Huh, Polymarket is at 12%. Look at those limit orders!

I think Polymarket is probably wrong, but I guess if Xi wanted to do this then striking right after the US election would potentially be a good time. Either Trump wins and Biden is a lame duck, or Biden wins and Trump is denying the election and stoking the fires of insurrection again. Either way the US is too divided to be as effective an ally for Taiwan as it would usually be.

@dreev what counts as Taiwan? This market about China seizing Taiwan's islands is at 10%, would that be an invasion?

@Joshua Do you have a recommendation on whether it should count? Probably not, based on market prices?

(It occurs to me that in a situation like this, removing ambiguity could be especially hard. China may explicitly aim to invade in way which retains some plausible deniability.)

PS: I just learned from the linked market about the Chinese salami slicing strategy. So, yeah, potentially bodes ill for my ability to fairly resolve this market. 😬

@dreev

Well the Polymarket title is "Will China invade Taiwan in 2024?" and the description is:

This market will resolve to "Yes" if China commences a military offensive intended to establish control over any portion of Taiwan by December 31, 2024, 11:59 PM ET. Otherwise, this market will resolve to "No".

The resolution source for this market will be will be official confirmation by China, Taiwan, the United Nations, or any permanent member of the UN Security Council, however a consensus of credible reporting will also be used

I think that this is a good definition: "a military offensive intended to establish control over any portion of Taiwan."

I bought some yes shares when I posted that though, so I do have some bias. Up to you.

opened a Ṁ1,000 NO at 7% order

@dreev Also talking to other people and looking into it more, I'm not sure it makes that much a difference. These aren't uninhabited sandbars, they're significant parts of Taiwan. This market might not be too low, I think Polymarket is just too high.

@Joshua Ok, I'm happy saying they count unless anyone has a counterargument.

@dreev Most questions I've seen about China invading Taiwan refer to a full-scale invasion, and that is also how I understood this question when I bet on it. E.g. https://www.metaculus.com/questions/11112/us-response-if-china-invades-taiwan-2035/, https://manifold.markets/MarlonK/will-china-attempt-to-invade-taiwan

And the facebook post linked in the market description, which is the only thing besides the title to go off of, was talking about the dangers of full-scale invasion IIRC. Salami slicing has some risk of escalation but otherwise is not going to cause those sort of disastrous consequences.

@jack This sounds dispositive to me. Any counter-objections from you, @Joshua?

My opinion as a participant is that the fact the price was trading much lower shows that people thought they were betting excluding the outer islands (especially Kinmen and Matsu), but the description is ambiguous enough that @dreev is justified in now defining it either way.

I would suggest that in terms of geopolitics, this question shouldn't include those islands (invading Kinmen alone produces a dramatically different and lesser set of consequences to invading the main island of Taiwan) and in terms of geography it's debatable (Kinmen and Matsu are meaningfully a part of the ROC, and when people say "Taiwan" they use it in ways that both include and exclude them).

@dreev I think think it's a tough call, and indeed that Metaculus question that says "full-scale invasion" is an important reference that a lot of people are thinking of for markets like this.

• **To do**:
1) How would you put this sentence from the market discussion into Spanish: "These aren't uninhabited sandbars, they're significant parts of Taiwan."?
2) In the entries below, set down word for word the lines starting with the line that contains "Would you be so kind as to mark the white" and going on through the line that contains "column 154, row 370".

• **Provided material**:

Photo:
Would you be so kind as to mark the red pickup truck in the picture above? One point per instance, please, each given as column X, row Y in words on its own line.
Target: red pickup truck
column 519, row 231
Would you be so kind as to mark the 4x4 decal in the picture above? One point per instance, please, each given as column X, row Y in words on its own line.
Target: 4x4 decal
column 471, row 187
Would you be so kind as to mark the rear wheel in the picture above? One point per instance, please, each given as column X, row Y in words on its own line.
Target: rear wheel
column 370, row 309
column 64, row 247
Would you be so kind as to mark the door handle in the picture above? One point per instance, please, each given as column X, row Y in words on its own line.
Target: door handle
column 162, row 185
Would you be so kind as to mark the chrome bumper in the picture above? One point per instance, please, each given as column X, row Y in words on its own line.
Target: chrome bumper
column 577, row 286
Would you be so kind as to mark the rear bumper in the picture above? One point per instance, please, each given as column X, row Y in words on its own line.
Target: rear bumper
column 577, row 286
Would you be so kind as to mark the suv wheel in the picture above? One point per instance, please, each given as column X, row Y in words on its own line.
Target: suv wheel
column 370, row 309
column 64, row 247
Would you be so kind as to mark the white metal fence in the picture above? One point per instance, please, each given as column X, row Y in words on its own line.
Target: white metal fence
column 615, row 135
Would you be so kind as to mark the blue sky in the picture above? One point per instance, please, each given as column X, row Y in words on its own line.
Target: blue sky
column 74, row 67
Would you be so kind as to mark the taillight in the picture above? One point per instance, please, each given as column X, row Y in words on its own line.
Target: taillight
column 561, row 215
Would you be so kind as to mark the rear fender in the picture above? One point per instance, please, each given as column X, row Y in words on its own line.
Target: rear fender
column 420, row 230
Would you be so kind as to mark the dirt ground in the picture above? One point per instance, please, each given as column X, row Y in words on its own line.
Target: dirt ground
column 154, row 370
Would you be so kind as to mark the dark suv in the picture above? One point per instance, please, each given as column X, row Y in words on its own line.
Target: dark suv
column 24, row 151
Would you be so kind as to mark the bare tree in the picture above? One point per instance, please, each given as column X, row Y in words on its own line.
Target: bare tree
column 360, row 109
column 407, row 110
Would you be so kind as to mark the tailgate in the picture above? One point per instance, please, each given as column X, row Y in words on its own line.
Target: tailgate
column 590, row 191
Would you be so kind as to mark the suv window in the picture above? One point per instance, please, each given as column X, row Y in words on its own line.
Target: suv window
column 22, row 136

• **Solutions to the tasks**:
1) Estos no son bancos de arena deshabitados, son partes importantes de Taiwán.

2)
Would you be so kind as to mark the white metal fence in the picture above? One point per instance, please, each given as column X, row Y in words on its own line.
Target: white metal fence
column 615, row 135
Would you be so kind as to mark the blue sky in the picture above? One point per instance, please, each given as column X, row Y in words on its own line.
Target: blue sky
column 74, row 67
Would you be so kind as to mark the taillight in the picture above? One point per instance, please, each given as column X, row Y in words on its own line.
Target: taillight
column 561, row 215
Would you be so kind as to mark the rear fender in the picture above? One point per instance, please, each given as column X, row Y in words on its own line.
Target: rear fender
column 420, row 230
Would you be so kind as to mark the dirt ground in the picture above? One point per instance, please, each given as column X, row Y in words on its own line.
Target: dirt ground
column 154, row 370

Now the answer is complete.